What is expected is a word-for-word copy of all the entries.

** Task data follows **

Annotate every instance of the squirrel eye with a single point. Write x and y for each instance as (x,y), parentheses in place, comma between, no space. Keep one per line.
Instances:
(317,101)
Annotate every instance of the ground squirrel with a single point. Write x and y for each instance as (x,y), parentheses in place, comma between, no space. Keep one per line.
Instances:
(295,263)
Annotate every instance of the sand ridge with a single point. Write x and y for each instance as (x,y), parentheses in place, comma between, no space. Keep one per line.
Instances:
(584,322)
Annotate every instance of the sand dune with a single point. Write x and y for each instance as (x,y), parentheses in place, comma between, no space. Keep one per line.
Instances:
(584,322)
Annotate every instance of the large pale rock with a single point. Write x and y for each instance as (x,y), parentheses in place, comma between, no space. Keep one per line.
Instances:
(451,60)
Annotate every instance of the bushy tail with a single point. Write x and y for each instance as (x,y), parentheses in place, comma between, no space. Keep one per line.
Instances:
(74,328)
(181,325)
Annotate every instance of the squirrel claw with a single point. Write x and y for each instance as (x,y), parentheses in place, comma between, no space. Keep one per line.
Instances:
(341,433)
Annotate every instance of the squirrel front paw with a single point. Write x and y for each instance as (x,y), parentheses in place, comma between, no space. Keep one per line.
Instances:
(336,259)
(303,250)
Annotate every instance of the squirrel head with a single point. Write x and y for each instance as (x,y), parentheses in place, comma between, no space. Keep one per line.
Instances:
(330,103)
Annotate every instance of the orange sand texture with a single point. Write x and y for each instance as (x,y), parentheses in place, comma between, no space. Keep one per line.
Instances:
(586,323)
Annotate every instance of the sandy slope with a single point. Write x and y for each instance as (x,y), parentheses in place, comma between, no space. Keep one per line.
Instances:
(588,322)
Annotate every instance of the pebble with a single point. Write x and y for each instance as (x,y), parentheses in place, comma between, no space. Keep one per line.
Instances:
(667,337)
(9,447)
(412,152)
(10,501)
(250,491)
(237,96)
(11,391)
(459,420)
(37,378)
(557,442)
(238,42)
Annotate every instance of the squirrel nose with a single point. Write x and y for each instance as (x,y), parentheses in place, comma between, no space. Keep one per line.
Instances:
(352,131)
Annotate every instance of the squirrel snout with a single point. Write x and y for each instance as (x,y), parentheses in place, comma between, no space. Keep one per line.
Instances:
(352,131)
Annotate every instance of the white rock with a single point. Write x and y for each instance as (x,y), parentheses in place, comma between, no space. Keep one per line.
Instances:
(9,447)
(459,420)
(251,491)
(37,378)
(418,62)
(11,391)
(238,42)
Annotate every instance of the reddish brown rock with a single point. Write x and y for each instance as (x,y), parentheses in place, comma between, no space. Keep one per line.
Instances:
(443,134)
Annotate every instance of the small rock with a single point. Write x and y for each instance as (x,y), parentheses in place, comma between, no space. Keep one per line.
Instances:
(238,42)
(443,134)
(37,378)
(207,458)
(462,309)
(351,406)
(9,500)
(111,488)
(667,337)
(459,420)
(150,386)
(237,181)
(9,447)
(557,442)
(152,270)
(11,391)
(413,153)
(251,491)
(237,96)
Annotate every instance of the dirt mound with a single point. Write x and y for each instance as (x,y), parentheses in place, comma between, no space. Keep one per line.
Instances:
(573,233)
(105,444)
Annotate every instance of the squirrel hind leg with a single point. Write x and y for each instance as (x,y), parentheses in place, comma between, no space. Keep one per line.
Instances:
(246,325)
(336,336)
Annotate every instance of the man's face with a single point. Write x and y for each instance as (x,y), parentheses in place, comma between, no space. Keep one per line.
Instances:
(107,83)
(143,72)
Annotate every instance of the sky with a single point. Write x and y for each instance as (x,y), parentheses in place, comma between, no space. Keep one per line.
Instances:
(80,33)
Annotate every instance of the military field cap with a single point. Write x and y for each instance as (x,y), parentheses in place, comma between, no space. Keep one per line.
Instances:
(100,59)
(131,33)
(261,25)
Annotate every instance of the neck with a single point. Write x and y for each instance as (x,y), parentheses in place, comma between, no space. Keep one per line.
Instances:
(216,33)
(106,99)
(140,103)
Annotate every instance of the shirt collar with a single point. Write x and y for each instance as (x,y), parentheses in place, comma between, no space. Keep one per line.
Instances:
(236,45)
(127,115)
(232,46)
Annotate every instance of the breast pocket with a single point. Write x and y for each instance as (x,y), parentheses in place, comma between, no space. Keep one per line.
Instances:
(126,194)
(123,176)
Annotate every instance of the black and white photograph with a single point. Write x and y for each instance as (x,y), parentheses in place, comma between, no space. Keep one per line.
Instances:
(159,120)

** End of Task data **

**Answer to the exercise:**
Annotate every instance of the squirrel eye with a single point. Write x and y for each instance as (x,y), parentheses in place, comma between, no space. Keep one per line.
Instances:
(317,101)
Annotate every instance of the ground squirrel with a single point. Write x and y for each instance as (x,y), parentheses in place, comma between, no space. Keep one per line.
Instances:
(295,263)
Annotate every instance of the sand ridge with a single point. Write x and y for each instance as (x,y), parentheses in place, comma between, no space. Keep one per line.
Instances:
(584,322)
Annotate every instance of the sand dune with a single point. Write x and y for each instance as (x,y), parentheses in place, comma between, no space. Keep one per line.
Instances:
(584,322)
Annotate every instance of the large pale rock with a single point. Write x and y for each instance as (x,y), parentheses in place, comma between, no space. Keep one per line.
Instances:
(451,60)
Annotate every instance of the bushy tail with a single point. Write x and y for each instance as (x,y), parentheses in place, comma between, no space. Keep one per line.
Instances:
(74,328)
(181,325)
Annotate every instance of the squirrel claw with a single point. Write x and y for each instance as (x,y), parentheses in place, comma between, no space. Keep one per line.
Instances:
(341,433)
Annotate every instance of the squirrel front paw with a single point. Write x and y for each instance as (x,y), parentheses in place, comma between, no space. Keep one per line.
Instances:
(336,259)
(303,250)
Annotate every instance of the squirrel head with a single point. Write x and y for each instance as (x,y), parentheses in place, comma between, no space. Keep one per line.
Instances:
(330,103)
Annotate every instance of the orange sand texture with a single point. Write x and y for each instance as (x,y), parentheses in place, comma between, no space. Keep one per line.
Instances:
(586,323)
Annotate every instance of the sandy slope with a single point. Write x and y for each instance as (x,y), parentheses in place, comma between, no space. Keep one per line.
Instances:
(588,322)
Annotate every instance of the pebble with a single point. Write x and y for each instance as (x,y), parentheses in place, comma between, no space. Keep one per line.
Instances:
(667,337)
(9,447)
(412,152)
(10,501)
(250,491)
(237,96)
(11,391)
(459,420)
(37,378)
(557,442)
(238,42)
Annotate every instance of the squirrel nose with a single point. Write x and y for each instance as (x,y), parentheses in place, comma between, no space. Keep one per line.
Instances:
(352,131)
Annotate every instance of the squirrel snout with a single point. Write x and y for each instance as (x,y), parentheses in place, comma between, no space. Keep one per line.
Instances:
(352,131)
Annotate every instance of the white rock with a single point. Write x and y for each instance as (x,y), parentheses in place, comma between, no space. Keep one per line.
Instances:
(9,447)
(459,420)
(251,491)
(37,378)
(418,62)
(11,391)
(238,42)
Annotate every instance of the reddish brown rock with a single point. Write x and y for each instance as (x,y), parentheses in place, comma between, no space. Keep one per line.
Instances:
(443,134)
Annotate every instance of the small rock with a single point. Write x and y for each instance as (x,y), parentheses in place, comma between, no space. Keep one per line.
Instances:
(238,42)
(443,134)
(37,378)
(207,458)
(462,309)
(351,406)
(9,500)
(111,488)
(667,337)
(459,420)
(150,386)
(237,181)
(9,447)
(557,442)
(152,270)
(11,391)
(413,153)
(251,491)
(237,96)
Annotate every instance of the dirt mound with a single point. Write x and y for each instance as (x,y), parentheses in place, comma between, no space. Keep one per line.
Instances:
(573,233)
(105,444)
Annotate every instance of the squirrel hind leg with a single point. Write x and y for each instance as (x,y), parentheses in place, comma between, no space. Keep one per line.
Instances:
(246,325)
(336,336)
Annotate every instance of the man's face with a single point. Write x and y for each instance as (x,y), parentheses in place, comma between, no space. Keep one per line.
Instances:
(107,83)
(143,72)
Annotate every instance of the sky with a single point. Write x and y for each instance as (x,y), parentheses in place, comma between, no space. Keep one per line.
Instances:
(80,33)
Annotate every instance of the military field cap with a single point. Write x and y for each instance as (x,y), parentheses in place, comma between, no space. Keep one per line.
Instances:
(100,59)
(131,33)
(261,25)
Annotate every instance of the neck with a single point. Write x and y for each instance as (x,y), parentheses in place, comma between, no space. Keep one per line.
Instances:
(216,33)
(106,99)
(140,103)
Annotate every instance of the shirt collar with a single point. Write x and y for each instance as (x,y), parentheses in place, comma between, no space. Keep one per line.
Instances:
(236,45)
(127,115)
(232,46)
Annotate every instance of the breast pocket with a single point. Write x and y for each instance as (x,y), parentheses in place, comma between, no space. Keep one per line.
Instances:
(126,194)
(123,176)
Annotate every instance of the black and white photograph with a single point. Write x and y for each instance as (x,y), parentheses in place, comma between, no space. Keep one per line.
Instances:
(159,120)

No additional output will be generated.